Task goal:
Exclude the pictures, then restate every entry below exactly.

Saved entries

* * * *

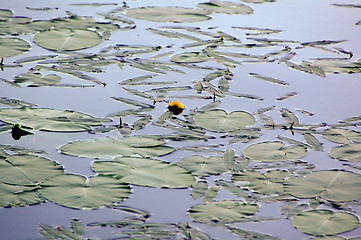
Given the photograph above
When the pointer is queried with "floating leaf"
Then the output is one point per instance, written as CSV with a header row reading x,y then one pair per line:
x,y
79,192
219,120
12,46
247,233
37,79
226,7
340,135
145,172
222,211
67,39
274,151
5,14
229,186
199,188
211,193
76,226
332,185
203,166
190,57
347,152
15,102
49,119
289,116
24,169
325,222
110,147
168,14
310,139
13,195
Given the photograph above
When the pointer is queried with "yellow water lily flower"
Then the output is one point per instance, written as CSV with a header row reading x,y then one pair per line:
x,y
175,107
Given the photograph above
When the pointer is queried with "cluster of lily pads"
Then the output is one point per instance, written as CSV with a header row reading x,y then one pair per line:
x,y
317,201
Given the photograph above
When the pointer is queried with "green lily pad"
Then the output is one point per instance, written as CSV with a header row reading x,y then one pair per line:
x,y
347,152
274,151
13,46
145,172
222,211
5,14
168,14
325,222
226,7
67,39
269,182
190,57
12,195
109,148
79,192
332,185
49,119
24,169
340,135
37,79
203,166
219,120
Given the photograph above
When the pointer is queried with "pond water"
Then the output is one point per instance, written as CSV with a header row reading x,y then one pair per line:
x,y
249,83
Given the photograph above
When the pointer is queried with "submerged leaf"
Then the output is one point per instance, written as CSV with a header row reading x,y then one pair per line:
x,y
67,39
219,120
203,166
347,152
226,7
269,79
274,151
332,185
190,57
168,14
222,211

* * * *

Output below:
Given the photograph above
When the pointer is queried with "floating leaf"
Then the output is one point per instance, written as CSV with a header row reading x,y then one pair per line:
x,y
79,192
219,120
12,46
247,233
37,79
226,7
340,135
145,172
222,211
67,39
274,151
5,14
229,186
199,188
211,193
76,226
332,185
203,166
190,57
347,152
15,102
49,119
289,116
24,169
325,222
110,147
168,14
310,139
13,195
Given the photograph above
When the pointer is queried with "yellow water lily flower"
Then the output is one point per instance, written as CSV with a header row reading x,y then one pair per line:
x,y
175,107
Given the photograph above
When the pointer is queried with "cluster of lily pads"
Then the output is one point per instance, written as CSV with a header row reading x,y then one pair per line:
x,y
317,201
Given the photograph above
When the pointer is queried with "green lily pad"
Then the output is one point per instance, written as CSV with a header row reading x,y then one pair per line:
x,y
347,152
274,151
13,46
145,172
222,211
5,14
168,14
325,222
226,7
67,39
269,182
190,57
12,195
109,148
79,192
332,185
49,119
24,169
340,135
37,79
203,166
219,120
Given the photograph above
When the pointer is queried with "pond water"
Then the output is one point per instance, written as CSV with a header row reading x,y then one pair per line:
x,y
249,83
Given the photograph above
When the pointer is queried with "submerged leaf"
Then the output is one point per instance, written as CSV with a header row reading x,y then one pair per line:
x,y
67,39
219,120
203,166
347,152
226,7
269,79
274,151
332,185
190,57
168,14
222,211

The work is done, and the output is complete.